> _Exercise requirements_:
Below are entries; copy exactly the lines from the one with "Tag the wooden" through the one with "Tag the bare", both included, and leave out the rest.

(Region pointing data)
━━━━━━━━━━━━━━━━

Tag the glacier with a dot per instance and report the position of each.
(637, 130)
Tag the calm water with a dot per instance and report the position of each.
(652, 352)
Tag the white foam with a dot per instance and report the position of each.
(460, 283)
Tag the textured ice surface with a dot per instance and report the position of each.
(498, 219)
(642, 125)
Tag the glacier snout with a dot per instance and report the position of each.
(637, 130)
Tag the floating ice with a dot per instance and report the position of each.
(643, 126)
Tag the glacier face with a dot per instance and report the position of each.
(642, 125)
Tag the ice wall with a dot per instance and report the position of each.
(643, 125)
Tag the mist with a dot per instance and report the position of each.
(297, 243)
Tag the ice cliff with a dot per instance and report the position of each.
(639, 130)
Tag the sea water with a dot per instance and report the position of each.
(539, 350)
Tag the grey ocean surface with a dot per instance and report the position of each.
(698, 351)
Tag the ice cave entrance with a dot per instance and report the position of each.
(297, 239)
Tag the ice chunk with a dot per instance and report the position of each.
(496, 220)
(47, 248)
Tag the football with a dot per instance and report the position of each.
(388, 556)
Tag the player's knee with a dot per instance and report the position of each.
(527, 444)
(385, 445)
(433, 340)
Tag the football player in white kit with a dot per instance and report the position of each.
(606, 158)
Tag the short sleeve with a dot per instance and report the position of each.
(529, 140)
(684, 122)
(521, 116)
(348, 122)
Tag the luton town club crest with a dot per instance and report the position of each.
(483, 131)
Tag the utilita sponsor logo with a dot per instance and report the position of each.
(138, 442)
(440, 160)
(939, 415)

━━━━━━━━━━━━━━━━

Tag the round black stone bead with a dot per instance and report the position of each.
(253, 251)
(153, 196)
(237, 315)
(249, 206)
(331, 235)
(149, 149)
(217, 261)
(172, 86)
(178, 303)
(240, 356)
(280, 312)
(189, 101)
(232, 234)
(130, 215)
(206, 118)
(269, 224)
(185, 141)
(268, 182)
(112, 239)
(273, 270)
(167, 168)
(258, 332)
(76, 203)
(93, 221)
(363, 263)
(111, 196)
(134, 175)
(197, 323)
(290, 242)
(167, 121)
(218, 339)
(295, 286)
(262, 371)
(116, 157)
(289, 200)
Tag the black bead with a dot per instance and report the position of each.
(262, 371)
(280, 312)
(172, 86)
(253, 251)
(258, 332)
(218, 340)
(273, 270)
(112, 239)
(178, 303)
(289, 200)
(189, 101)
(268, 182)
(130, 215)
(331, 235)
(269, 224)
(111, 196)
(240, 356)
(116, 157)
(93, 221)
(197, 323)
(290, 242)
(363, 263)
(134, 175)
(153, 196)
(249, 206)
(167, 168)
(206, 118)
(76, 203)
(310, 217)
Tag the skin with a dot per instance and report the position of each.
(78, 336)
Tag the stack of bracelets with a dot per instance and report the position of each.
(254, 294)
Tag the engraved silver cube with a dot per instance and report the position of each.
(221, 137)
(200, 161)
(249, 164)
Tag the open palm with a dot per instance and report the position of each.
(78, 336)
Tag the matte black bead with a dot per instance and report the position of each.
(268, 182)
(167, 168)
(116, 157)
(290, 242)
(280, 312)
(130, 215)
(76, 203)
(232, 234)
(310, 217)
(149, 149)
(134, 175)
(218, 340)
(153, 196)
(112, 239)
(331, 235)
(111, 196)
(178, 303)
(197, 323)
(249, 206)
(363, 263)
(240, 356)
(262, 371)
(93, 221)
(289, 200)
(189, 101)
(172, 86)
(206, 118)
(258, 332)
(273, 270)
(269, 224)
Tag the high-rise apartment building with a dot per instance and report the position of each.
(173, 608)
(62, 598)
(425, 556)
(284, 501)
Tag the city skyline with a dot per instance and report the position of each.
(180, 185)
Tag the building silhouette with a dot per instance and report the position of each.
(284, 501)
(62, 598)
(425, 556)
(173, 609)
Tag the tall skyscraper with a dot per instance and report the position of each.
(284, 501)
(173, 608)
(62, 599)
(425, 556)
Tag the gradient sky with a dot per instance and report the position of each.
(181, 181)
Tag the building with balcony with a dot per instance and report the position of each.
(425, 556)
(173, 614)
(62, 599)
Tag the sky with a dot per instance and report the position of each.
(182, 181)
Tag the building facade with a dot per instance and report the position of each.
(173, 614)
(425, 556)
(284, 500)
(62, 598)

━━━━━━━━━━━━━━━━

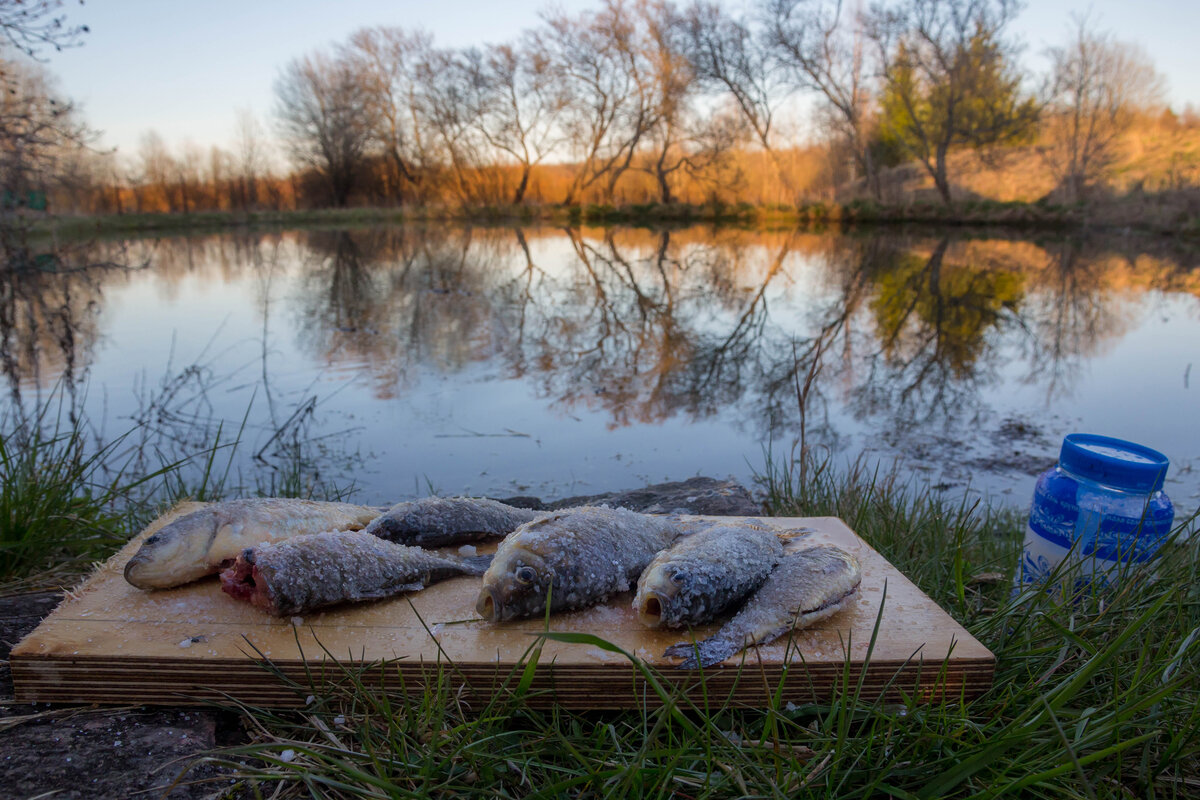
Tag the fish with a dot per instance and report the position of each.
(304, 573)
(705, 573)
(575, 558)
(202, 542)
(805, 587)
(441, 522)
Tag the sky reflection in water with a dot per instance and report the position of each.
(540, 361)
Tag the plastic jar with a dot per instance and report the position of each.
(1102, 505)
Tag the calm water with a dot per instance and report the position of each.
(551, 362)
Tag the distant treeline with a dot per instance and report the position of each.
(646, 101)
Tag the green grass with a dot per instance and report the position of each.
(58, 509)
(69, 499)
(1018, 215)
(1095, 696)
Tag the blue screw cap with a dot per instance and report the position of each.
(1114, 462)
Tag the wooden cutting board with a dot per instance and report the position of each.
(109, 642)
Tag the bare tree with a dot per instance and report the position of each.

━━━━━━━━━━━━━━━━

> _Task result_:
Tag the wooden cutting board with a dot per instance and report the position of each.
(109, 642)
Tag the bare tree with a dot per instance and report the position of each.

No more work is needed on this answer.